PASSAGE FOR REVIEW –
+--
Raw numbers of individual human beings here.
You could have just as many or maybe more people die of otherwise treatable diseases or deprivation of other kinds brought on by these sanctions.
It is essentially a total economic war.
And you know what, Mohamed, there's a piece in the Washington Post today by Jason, I'm sorry how you say his name.
Jason Rezaian, yes.
Yeah, Rezaian, who had been imprisoned over there as an accused spy and all these things.
And he's saying, listen, we have to be straight up about what's going on here.
It's not that they're going to invade.
It's that they think that they can weaken the Iranian regime so much through this economic war, as they put it.
It's on its last legs.
Somehow the Iranian people, some combination of factions of the Iranian people, are going to rise up and depose the mullahs once and for all.
And once that happens and they create a pro-American democratic regime there, then we can be friends again and it'll be a whole new day.
And that way we won't have to have a war of regime change.
We'll just force this to happen through these sanctions.
And that we at least ought to be honest that the policy here is not to one, provoke a war or two, to get a better deal.
It's to try to force the Iranian people to revolt, which is the same policy of against Iraq in the 90s, which, of course, brought on the 9-11 attacks by basing that policy out of Saudi Arabia.
They're moving troops back into Saudi right now, by the way.
And this is the same thing that's not worked in Cuba for generations, that's not working in Venezuela, that even combined with a war is not working to depose the Houthis in Yemen.
And is obviously completely stupid and ridiculous.
And we could see how Americans would support even Bill Clinton, George Bush, Obama, Donald Trump or anyone else as our leader in the face of this kind of aggression against our country.
And patriotism translates in a crisis to support for the current regime in essentially all cases.
And if anybody knows any examples of where this worked, I'm happy to hear them.
But otherwise, what this is, it's a scientifically proven failure of a policy, and they're doing it anyway, starving and killing people.
Well, first of all, let me thank you for correcting me about the UNICEF report, which I was not aware of it.
Yeah, I know that really did not get around our side of the debate very much at all.
It was covered by some right-wingers.
But when it was brought to my attention about a year ago, I went back and interviewed even the UN guys involved and all kinds of things about it to try to make sure it gets straight.
And it's Richard Garfield, by the way, who's the guy you want to read on that.
Yes, I will look into it.
But secondly, as you also pointed out, I don't think even killing one person because of lack of medicine that he could or she could have had it but does not have it because of these sanctions is too many, let alone a thousand or tens of thousands or hundreds of thousands.
Of course.
Secondly, as much as I would like to see a democratic regime in Iran, as much as I'd like to see the Mullahs leave politics and go back to their seminaries, the maximum pressure policy is not going to overthrow the Iranian regime.
There is just no way.
In fact, if you look at objective reports by many, many reporters, they have been saying that if anything, this has actually unified Iranian people against the Trump administration.
+--
PROBLEM DETAILS – From the discussion of Iran sanctions, extract the passage between "But otherwise, what" and "read on that.", inclusive, word for word. The records are not required.
+--
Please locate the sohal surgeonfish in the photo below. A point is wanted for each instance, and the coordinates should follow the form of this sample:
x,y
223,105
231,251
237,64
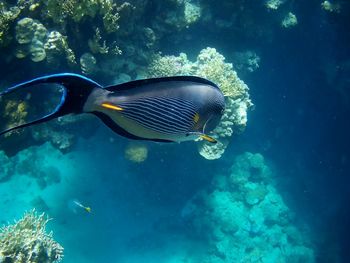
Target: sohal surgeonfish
x,y
169,109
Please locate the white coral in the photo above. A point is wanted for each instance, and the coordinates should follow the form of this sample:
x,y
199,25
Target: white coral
x,y
27,241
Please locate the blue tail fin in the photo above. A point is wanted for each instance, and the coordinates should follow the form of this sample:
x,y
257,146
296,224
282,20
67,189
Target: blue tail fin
x,y
75,90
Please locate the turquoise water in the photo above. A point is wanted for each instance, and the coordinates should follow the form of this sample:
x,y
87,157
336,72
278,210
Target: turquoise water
x,y
277,192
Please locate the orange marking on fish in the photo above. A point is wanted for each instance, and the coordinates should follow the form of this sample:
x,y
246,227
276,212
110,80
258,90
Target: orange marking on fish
x,y
111,106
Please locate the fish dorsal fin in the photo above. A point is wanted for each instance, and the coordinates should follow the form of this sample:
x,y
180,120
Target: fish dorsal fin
x,y
142,82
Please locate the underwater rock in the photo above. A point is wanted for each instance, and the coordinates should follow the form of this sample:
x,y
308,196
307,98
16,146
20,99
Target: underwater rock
x,y
6,168
56,46
25,29
274,4
248,222
290,20
37,51
333,7
27,241
136,152
192,12
88,63
30,34
246,62
211,64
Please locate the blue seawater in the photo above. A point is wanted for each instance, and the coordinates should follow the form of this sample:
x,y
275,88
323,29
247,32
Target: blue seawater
x,y
279,193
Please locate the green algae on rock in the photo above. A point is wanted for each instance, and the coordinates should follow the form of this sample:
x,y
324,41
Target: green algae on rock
x,y
27,241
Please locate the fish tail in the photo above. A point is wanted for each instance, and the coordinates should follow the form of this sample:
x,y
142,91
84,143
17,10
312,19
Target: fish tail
x,y
76,89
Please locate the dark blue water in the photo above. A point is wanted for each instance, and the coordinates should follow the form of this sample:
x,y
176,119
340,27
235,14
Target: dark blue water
x,y
169,207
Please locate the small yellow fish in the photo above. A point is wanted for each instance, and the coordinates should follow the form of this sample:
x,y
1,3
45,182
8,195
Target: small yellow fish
x,y
74,204
86,208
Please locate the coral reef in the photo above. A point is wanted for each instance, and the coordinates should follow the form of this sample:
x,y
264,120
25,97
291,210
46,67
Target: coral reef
x,y
6,168
290,20
211,64
274,4
136,152
333,7
246,62
27,241
245,219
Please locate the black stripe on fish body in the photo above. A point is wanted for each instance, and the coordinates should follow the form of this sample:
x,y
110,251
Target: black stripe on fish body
x,y
160,117
119,130
162,80
160,110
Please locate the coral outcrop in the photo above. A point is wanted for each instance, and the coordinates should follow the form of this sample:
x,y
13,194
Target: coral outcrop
x,y
245,219
27,241
211,64
136,152
290,20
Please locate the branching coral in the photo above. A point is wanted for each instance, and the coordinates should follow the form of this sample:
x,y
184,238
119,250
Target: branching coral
x,y
27,241
244,219
137,153
211,64
7,16
290,20
15,112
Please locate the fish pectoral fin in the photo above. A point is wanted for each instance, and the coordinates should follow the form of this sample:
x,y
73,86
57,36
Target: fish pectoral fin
x,y
111,106
208,138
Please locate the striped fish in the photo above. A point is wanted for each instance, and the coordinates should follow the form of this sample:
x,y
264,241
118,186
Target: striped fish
x,y
170,109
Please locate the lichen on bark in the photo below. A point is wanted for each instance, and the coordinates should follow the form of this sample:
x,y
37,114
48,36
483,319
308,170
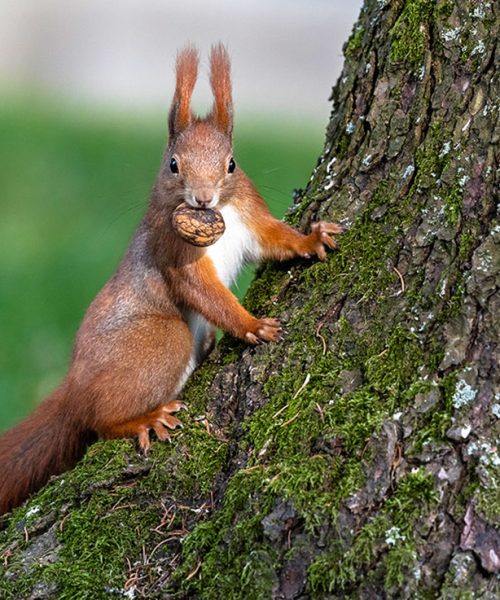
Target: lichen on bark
x,y
358,457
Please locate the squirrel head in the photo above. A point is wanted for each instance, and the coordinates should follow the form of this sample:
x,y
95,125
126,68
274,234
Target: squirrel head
x,y
198,165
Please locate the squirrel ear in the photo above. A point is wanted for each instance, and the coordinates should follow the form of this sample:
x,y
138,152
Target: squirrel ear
x,y
186,72
220,80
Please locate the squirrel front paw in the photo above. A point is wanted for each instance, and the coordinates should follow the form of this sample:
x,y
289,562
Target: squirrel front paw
x,y
321,235
264,330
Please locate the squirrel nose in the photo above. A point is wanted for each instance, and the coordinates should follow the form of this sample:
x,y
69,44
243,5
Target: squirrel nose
x,y
203,197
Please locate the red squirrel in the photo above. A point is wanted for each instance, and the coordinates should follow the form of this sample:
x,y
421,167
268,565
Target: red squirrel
x,y
154,320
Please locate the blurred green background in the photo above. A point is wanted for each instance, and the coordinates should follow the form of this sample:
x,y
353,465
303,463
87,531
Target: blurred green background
x,y
74,184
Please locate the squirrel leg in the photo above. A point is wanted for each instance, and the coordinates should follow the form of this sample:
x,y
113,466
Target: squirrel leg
x,y
160,420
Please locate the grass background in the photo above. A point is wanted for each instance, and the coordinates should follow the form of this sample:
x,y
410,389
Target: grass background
x,y
73,186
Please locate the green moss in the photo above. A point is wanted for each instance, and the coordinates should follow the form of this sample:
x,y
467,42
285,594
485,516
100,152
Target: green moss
x,y
392,530
229,552
409,35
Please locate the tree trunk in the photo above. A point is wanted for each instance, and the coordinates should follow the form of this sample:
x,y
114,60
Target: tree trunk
x,y
357,458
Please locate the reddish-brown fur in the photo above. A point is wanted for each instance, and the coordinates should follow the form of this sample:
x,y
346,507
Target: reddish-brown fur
x,y
136,344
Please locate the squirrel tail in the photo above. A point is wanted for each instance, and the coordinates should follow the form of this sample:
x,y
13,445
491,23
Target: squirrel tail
x,y
47,443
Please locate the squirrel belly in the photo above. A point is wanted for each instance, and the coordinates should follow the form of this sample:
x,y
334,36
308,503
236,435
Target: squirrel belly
x,y
155,319
237,247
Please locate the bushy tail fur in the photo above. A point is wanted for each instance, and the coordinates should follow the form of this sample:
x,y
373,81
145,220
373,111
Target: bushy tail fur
x,y
47,443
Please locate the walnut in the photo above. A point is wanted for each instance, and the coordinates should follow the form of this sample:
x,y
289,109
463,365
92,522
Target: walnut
x,y
199,227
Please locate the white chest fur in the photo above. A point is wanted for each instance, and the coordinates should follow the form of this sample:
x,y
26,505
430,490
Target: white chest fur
x,y
228,255
234,248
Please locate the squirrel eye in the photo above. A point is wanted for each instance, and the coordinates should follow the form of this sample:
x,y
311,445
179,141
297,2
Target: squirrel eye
x,y
173,166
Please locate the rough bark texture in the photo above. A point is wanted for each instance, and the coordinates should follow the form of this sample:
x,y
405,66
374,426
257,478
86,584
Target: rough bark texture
x,y
358,457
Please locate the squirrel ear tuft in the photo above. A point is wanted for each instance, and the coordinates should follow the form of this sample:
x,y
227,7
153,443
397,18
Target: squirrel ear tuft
x,y
220,80
186,73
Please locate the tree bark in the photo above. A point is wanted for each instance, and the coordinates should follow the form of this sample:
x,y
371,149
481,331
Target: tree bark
x,y
357,458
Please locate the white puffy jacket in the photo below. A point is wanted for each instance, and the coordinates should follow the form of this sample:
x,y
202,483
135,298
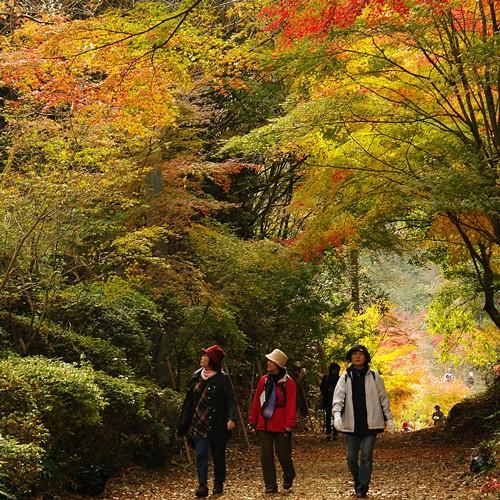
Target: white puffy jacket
x,y
377,402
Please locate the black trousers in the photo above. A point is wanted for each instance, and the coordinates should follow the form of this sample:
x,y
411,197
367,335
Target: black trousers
x,y
281,443
329,429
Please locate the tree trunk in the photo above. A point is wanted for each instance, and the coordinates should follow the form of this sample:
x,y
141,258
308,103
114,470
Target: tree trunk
x,y
354,276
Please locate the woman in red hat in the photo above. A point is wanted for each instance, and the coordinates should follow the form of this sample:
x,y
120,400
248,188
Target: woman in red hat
x,y
207,418
273,413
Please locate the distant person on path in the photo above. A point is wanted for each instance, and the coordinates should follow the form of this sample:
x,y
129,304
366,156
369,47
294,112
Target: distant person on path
x,y
360,409
438,416
207,418
273,414
327,387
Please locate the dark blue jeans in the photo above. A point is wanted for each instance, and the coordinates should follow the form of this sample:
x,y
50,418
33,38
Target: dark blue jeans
x,y
218,448
360,460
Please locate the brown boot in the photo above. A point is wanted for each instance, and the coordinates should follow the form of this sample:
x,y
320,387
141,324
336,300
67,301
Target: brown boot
x,y
201,491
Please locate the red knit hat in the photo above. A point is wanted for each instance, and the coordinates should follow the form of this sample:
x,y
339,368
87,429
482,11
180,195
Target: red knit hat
x,y
215,353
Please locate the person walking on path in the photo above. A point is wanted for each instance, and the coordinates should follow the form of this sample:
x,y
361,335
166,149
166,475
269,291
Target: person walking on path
x,y
438,416
208,416
360,406
273,414
327,387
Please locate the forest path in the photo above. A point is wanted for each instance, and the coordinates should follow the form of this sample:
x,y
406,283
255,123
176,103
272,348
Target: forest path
x,y
406,466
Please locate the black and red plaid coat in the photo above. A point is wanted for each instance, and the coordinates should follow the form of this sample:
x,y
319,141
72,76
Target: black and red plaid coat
x,y
218,402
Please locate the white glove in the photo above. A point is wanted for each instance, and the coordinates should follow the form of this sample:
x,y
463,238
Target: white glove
x,y
337,421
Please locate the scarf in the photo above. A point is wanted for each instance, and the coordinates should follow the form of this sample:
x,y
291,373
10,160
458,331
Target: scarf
x,y
270,401
206,374
200,423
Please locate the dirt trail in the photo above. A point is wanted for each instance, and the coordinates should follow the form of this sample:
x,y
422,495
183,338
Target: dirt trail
x,y
412,466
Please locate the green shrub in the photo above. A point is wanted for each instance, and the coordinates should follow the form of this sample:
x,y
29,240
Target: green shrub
x,y
139,419
20,467
54,341
62,398
56,418
115,311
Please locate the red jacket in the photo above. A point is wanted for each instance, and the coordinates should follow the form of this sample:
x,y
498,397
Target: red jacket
x,y
285,410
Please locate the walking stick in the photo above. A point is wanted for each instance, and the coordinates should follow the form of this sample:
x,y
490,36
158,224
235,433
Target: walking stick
x,y
240,417
188,451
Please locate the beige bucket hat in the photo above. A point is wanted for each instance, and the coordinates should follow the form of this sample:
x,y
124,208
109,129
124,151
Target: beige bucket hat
x,y
278,357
+--
ANSWER TO THIS EXERCISE –
But otherwise, what this is, it's a scientifically proven failure of a policy, and they're doing it anyway, starving and killing people.
Well, first of all, let me thank you for correcting me about the UNICEF report, which I was not aware of it.
Yeah, I know that really did not get around our side of the debate very much at all.
It was covered by some right-wingers.
But when it was brought to my attention about a year ago, I went back and interviewed even the UN guys involved and all kinds of things about it to try to make sure it gets straight.
And it's Richard Garfield, by the way, who's the guy you want to read on that.